▸ Persyaratan: Lanjutkan teks tentang konflik agraria di Takalar setelah kalimat terakhirnya.

Rabu 27 Jan 2016 15:00 WIB

Pemerintah Mesti Tegas di Sisi Rakyat

Red:

Dalam agenda prioritas Presiden Joko Widodo dan Wakil Pesiden Jusuf Kalla atau yang lebih dikenal dengan nawacita, terdapat sembilan poin besar untuk memfokuskan pembangunan Indonesia dalam masa kepemimpinan mereka. Secara eksplisit, nawacita menjanjikan akan mengatasi krisis agraria yang sudah berlarut-larut cukup lama di Indonesia, termasuk dengan keterlibatan aparat hukum serta pemerintah dalam munculnya konflik tersebut.

Seperti konflik agraria yang terjadi di Sulawesi Selatan. Sengketa lahan antara penduduk dan PT Perkebunan Nusantara XIV (PT PN XIV)-Pabrik Gula (PG) Kabupaten Takalar sudah berjalan sejak tahun 1978-1981 hingga 2015. Manajer Kampanye Eksekutif Nasional Wahana Lingkungan Hidup Indonesia (WALHI) Kurniawan Sabar menceritakan, proses sengketa diawali sejak dilakukannya pembebasan lahan untuk perkebunan PT Madu Baru. Masyarakat sudah mengalami kekerasan dan tekanan dari aparat penegak hukum. Bahkan, mereka akhirnya terusir dari lahan turun-temurun karena dijanjikan lahan tersebut hanya akan dikontrak selama 25 tahun tanpa proses legalisasi.

▸ Data Tercatat:

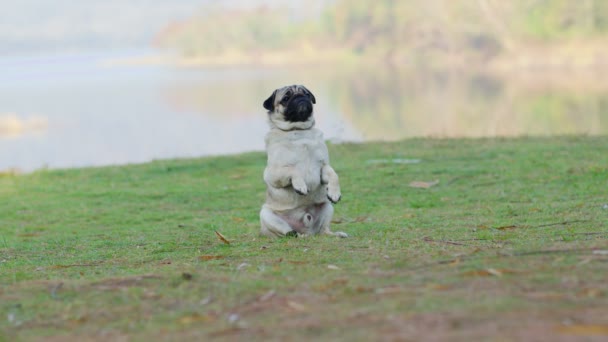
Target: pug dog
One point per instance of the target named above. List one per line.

▸ Tanggapan:
Lepas dari 25 tahun berlalu, seharusnya lahan tersebut kembali kepada masyarakat. Namun, kenyataannya pada tahun 2005 masyarakat kembali menuntut lahan yang sudah habis masa kontrak, tapi hak guna usaha (HGU) PT PN XIV Takalar baru terdaftar tahun 2001 dan 2002. Sehingga, HGU baru habis sekitar tahun 2023. Menyikapi persoalan tersebut, masyarakat kembali menuntut hak mereka. Hanya, masyarakat kembali berhadapan dengan intimidasi dan kekerasan yang dikawal oleh aparat penegak hukum.

"Normalnya dalam situasi konflik sebenarnya harus ada di tengah. Idealnya ada di masyarakat karena fungsi aparat keamanan melindungi masyarakat, bukan perusahaan," ujar Kurniawan, Rabu (13/1).

Kurniawan menjelaskan, aparat penegak hukum dalam setiap konflik agraria seharusnya dapat menempatkan diri di tengah-tengah atau pihak netral, bukan justru memberatkan pada satu pihak, apalagi korporasi yang justru bermasalah. Menurutnya, dengan alasan melindungi lahan miliki negara, aparat penegak hukum akhirnya justru memosisikan diri sebagai musuh masyarakat hingga melukai dan melakukan aksi teror.

Padahal, masyarakat merupakan aset vital yang sangat besar untuk mendapatkan perlindungan dan rasa aman, meski berada di wilayah konflik. Kurniawan menegaskan, konflik agraria yang berakhir dengan kekerasan hampir dipastikan menempatkan masyarakat sebagai ancaman besar.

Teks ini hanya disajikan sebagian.